PROBLEM REQUIREMENTS:
Print everything from "The library MoviePy" down to "and end times." in the text on splitting video transcripts into segments, without altering any word.
─── TEXT SEGMENT
The task is to extract high quality and semantically meaningful segments of text from a video. Major steps are downloading the video, extracting the audio, transcribing the extracted audio and appropriate segmentation into chunks.
Python's library Pytube was used to download the mp4 file of the video from the url provided. Pytube is easy to use and does not have compatibility issues.
The library MoviePy was used for extracting the mp3 audio file from the mp4 video file.
OpenAI's Whisper model, which has been observed to outperform many of the audio transcription tools was used for transcribing the audio from the audio file. The audio transcriptions were observed to be fairly accurate. The model also helped with time alignment of the transcript with audio, resulting in various segments of audio with start and end times.
The segments were not observed to be semantically segmented and hence some post processing was performed in order to chunk the text into proper semantically segmented chunks using the segments provided by the model's output.
──────
─── DATA EXCERPTS
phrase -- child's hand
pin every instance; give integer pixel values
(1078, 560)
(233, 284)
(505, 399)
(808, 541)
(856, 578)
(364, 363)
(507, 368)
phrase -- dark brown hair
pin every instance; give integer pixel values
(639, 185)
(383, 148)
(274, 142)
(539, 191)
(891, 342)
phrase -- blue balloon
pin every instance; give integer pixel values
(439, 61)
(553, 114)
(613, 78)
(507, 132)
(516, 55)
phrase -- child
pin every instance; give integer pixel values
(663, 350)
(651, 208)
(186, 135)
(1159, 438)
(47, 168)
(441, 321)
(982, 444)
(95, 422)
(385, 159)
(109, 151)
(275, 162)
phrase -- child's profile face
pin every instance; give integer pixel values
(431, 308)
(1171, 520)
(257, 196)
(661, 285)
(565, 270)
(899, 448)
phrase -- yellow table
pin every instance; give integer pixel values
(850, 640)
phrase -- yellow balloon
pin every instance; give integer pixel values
──────
TASK SOLUTION:
The library MoviePy was used for extracting the mp3 audio file from the mp4 video file.
OpenAI's Whisper model, which has been observed to outperform many of the audio transcription tools was used for transcribing the audio from the audio file. The audio transcriptions were observed to be fairly accurate. The model also helped with time alignment of the transcript with audio, resulting in various segments of audio with start and end times.